[Referring expression pointing data]
★ ★ ★ ★ ★ ★ ★

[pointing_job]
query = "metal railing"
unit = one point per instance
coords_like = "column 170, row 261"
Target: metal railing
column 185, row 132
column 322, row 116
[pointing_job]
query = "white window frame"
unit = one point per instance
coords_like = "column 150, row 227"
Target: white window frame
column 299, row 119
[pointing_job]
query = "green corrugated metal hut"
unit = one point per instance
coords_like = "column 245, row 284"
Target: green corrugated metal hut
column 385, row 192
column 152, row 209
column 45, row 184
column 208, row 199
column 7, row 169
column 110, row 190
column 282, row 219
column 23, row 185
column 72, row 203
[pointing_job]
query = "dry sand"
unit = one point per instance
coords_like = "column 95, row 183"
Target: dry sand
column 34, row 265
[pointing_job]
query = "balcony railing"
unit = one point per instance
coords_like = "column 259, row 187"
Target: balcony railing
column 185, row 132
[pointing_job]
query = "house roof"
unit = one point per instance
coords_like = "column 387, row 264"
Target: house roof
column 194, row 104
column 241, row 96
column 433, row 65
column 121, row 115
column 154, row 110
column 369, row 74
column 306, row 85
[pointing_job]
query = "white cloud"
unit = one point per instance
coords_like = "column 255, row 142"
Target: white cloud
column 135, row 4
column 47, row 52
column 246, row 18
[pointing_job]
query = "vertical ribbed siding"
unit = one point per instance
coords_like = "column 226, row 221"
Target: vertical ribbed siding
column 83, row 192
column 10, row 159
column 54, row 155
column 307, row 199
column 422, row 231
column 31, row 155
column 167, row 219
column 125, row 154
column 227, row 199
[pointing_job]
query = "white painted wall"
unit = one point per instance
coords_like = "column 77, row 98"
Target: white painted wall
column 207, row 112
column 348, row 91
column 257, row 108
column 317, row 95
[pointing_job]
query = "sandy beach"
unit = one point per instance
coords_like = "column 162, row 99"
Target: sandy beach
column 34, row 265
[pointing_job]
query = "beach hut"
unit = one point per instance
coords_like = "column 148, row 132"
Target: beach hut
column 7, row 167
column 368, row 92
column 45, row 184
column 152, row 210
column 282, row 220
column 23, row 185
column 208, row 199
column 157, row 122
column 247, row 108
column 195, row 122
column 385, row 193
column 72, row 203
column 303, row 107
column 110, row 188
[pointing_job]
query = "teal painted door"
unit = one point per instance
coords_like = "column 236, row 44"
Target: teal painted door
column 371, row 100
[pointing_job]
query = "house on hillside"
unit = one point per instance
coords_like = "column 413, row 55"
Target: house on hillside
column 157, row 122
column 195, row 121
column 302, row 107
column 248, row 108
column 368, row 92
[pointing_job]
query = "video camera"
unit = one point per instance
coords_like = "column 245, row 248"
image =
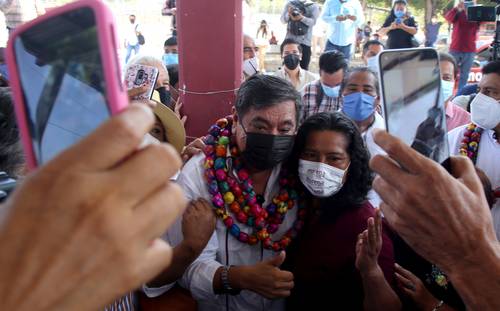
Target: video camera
column 479, row 13
column 297, row 8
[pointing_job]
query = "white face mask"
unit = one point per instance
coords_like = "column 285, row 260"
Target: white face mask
column 371, row 62
column 250, row 66
column 320, row 179
column 485, row 111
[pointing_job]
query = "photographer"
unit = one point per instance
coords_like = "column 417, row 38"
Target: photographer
column 301, row 16
column 344, row 18
column 463, row 40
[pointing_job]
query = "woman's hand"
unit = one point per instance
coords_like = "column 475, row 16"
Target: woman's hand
column 413, row 287
column 369, row 245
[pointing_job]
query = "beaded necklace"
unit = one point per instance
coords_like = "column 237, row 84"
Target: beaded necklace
column 470, row 143
column 235, row 199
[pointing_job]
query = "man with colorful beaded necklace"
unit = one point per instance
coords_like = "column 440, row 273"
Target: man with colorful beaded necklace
column 480, row 140
column 240, row 173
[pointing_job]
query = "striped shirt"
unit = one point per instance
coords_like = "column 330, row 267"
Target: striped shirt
column 315, row 101
column 125, row 303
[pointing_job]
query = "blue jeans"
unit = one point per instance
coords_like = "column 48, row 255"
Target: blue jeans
column 131, row 48
column 464, row 61
column 346, row 50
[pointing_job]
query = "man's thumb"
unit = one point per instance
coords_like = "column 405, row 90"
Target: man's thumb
column 278, row 259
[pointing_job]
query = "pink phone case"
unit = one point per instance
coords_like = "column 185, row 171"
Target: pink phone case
column 116, row 93
column 134, row 79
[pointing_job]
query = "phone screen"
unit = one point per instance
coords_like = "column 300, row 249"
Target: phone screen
column 62, row 81
column 413, row 105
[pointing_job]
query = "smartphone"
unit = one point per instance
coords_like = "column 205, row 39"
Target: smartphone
column 141, row 75
column 65, row 77
column 413, row 104
column 468, row 4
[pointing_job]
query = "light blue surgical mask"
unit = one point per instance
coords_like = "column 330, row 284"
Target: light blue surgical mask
column 447, row 89
column 399, row 13
column 358, row 106
column 331, row 91
column 170, row 59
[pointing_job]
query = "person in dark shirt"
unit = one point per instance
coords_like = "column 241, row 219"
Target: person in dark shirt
column 400, row 27
column 432, row 31
column 334, row 263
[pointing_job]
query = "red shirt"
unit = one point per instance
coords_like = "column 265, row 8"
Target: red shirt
column 463, row 38
column 323, row 263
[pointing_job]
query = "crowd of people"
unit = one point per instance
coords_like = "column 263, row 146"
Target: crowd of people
column 297, row 200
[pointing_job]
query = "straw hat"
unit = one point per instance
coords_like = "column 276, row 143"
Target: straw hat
column 174, row 129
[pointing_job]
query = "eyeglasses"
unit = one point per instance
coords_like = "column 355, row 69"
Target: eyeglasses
column 248, row 49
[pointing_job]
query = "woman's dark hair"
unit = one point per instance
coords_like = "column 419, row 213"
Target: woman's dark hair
column 359, row 176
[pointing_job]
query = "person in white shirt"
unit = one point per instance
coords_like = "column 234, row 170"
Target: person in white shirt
column 239, row 268
column 360, row 91
column 291, row 52
column 131, row 41
column 480, row 140
column 250, row 60
column 344, row 18
column 361, row 99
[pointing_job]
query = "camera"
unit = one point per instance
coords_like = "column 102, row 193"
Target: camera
column 141, row 77
column 479, row 13
column 295, row 12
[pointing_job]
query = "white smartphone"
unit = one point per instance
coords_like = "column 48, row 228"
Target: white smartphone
column 414, row 109
column 139, row 76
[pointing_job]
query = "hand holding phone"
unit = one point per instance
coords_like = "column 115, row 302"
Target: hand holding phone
column 65, row 77
column 413, row 107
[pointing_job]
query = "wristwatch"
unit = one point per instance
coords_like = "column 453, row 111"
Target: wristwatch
column 226, row 286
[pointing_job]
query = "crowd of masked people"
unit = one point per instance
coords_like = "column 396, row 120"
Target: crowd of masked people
column 298, row 200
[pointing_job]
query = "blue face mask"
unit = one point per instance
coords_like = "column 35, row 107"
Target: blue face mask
column 170, row 59
column 399, row 13
column 331, row 91
column 447, row 88
column 358, row 106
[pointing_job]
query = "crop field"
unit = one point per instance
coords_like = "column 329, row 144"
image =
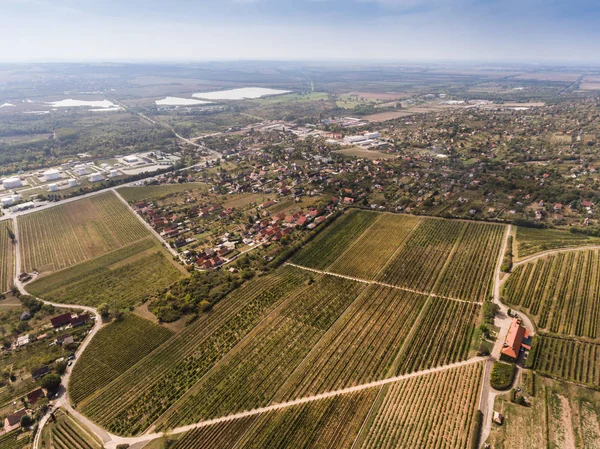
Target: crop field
column 253, row 373
column 151, row 192
column 359, row 348
column 569, row 359
column 418, row 263
column 129, row 404
column 331, row 242
column 531, row 241
column 115, row 349
column 6, row 257
column 560, row 416
column 375, row 246
column 71, row 233
column 470, row 270
column 10, row 441
column 69, row 434
column 561, row 292
column 126, row 275
column 435, row 410
column 443, row 336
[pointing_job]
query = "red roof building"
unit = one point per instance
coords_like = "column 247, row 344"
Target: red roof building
column 514, row 340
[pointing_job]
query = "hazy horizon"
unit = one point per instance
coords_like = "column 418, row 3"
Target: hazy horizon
column 304, row 30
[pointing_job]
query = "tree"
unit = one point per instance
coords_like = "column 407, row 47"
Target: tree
column 51, row 382
column 104, row 310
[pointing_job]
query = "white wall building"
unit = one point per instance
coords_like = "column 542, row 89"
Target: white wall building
column 131, row 159
column 11, row 183
column 51, row 175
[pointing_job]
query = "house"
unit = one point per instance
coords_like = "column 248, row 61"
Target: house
column 35, row 396
column 61, row 320
column 40, row 372
column 13, row 421
column 516, row 339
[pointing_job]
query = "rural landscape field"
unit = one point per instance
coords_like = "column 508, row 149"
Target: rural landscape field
column 335, row 254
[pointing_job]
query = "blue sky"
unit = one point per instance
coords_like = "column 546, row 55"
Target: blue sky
column 396, row 30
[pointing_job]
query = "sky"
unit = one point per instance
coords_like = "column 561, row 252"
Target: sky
column 535, row 31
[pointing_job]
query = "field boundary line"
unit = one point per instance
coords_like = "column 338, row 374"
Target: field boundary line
column 383, row 284
column 257, row 411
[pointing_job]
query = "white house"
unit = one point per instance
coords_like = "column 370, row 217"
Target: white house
column 11, row 183
column 51, row 175
column 131, row 159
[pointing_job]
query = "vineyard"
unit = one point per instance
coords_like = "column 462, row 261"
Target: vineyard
column 10, row 441
column 570, row 359
column 71, row 233
column 6, row 257
column 125, row 275
column 470, row 270
column 253, row 373
column 113, row 350
column 418, row 263
column 561, row 291
column 129, row 404
column 332, row 241
column 435, row 410
column 361, row 347
column 376, row 245
column 326, row 424
column 69, row 434
column 531, row 240
column 442, row 337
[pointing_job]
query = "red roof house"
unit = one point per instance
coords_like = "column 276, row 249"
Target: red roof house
column 514, row 340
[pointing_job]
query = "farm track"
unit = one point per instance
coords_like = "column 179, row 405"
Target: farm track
column 487, row 394
column 383, row 284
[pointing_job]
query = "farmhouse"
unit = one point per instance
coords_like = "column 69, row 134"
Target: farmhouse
column 13, row 421
column 517, row 339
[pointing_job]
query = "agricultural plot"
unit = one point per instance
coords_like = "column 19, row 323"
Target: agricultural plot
column 252, row 374
column 561, row 292
column 441, row 337
column 531, row 241
column 560, row 416
column 435, row 410
column 69, row 434
column 11, row 440
column 418, row 263
column 332, row 241
column 6, row 257
column 569, row 359
column 375, row 246
column 146, row 193
column 325, row 424
column 361, row 347
column 126, row 276
column 470, row 270
column 129, row 404
column 71, row 233
column 115, row 349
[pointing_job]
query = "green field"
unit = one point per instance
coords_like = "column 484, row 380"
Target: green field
column 124, row 276
column 531, row 240
column 152, row 192
column 560, row 291
column 115, row 349
column 71, row 233
column 6, row 257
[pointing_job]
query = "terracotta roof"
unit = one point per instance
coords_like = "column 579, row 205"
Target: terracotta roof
column 514, row 339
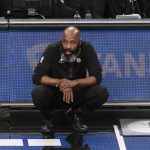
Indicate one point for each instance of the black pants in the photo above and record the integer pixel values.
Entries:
(46, 97)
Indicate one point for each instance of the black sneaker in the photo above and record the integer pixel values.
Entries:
(47, 128)
(78, 123)
(76, 120)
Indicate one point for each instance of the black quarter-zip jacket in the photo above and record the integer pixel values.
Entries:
(51, 66)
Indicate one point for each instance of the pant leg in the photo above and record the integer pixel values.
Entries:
(95, 96)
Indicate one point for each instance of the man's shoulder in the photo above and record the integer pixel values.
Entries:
(53, 45)
(85, 43)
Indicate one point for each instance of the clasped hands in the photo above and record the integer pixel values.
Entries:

★ ★ ★ ★ ★ ★ ★

[WHAT YOU WILL DO]: In the data, how many lines hold the word "pixel"? State that number alone.

[ANSWER TO THIS TASK]: 6